# YOUR ASSIGNMENT:
Take every line containing "shoulder" out of the records.

# Natural language region descriptions:
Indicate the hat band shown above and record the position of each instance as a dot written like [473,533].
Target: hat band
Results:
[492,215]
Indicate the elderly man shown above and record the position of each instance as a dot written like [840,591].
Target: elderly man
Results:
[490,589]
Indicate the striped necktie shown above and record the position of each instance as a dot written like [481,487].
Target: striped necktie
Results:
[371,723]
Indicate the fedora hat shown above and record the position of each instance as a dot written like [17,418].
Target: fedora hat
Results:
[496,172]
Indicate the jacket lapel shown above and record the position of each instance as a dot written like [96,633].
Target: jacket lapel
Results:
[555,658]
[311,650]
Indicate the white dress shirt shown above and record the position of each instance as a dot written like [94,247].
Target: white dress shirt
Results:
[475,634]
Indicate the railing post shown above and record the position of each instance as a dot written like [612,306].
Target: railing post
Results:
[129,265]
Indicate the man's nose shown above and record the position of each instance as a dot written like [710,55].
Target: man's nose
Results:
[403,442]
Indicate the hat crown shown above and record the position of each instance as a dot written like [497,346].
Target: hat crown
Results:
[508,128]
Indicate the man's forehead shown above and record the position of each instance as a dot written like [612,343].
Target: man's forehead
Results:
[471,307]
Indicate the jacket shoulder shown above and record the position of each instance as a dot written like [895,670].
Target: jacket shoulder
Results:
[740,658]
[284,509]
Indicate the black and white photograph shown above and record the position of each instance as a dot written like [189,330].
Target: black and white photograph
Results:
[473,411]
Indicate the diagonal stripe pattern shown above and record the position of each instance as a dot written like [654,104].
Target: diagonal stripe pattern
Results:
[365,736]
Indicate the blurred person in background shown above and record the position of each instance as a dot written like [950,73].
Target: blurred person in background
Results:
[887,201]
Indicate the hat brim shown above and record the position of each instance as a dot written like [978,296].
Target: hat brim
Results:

# FINISHED EXERCISE:
Indicate the jacket shoulder shown above and record the position of each instance as a dot written like [895,670].
Target: jacket shoulder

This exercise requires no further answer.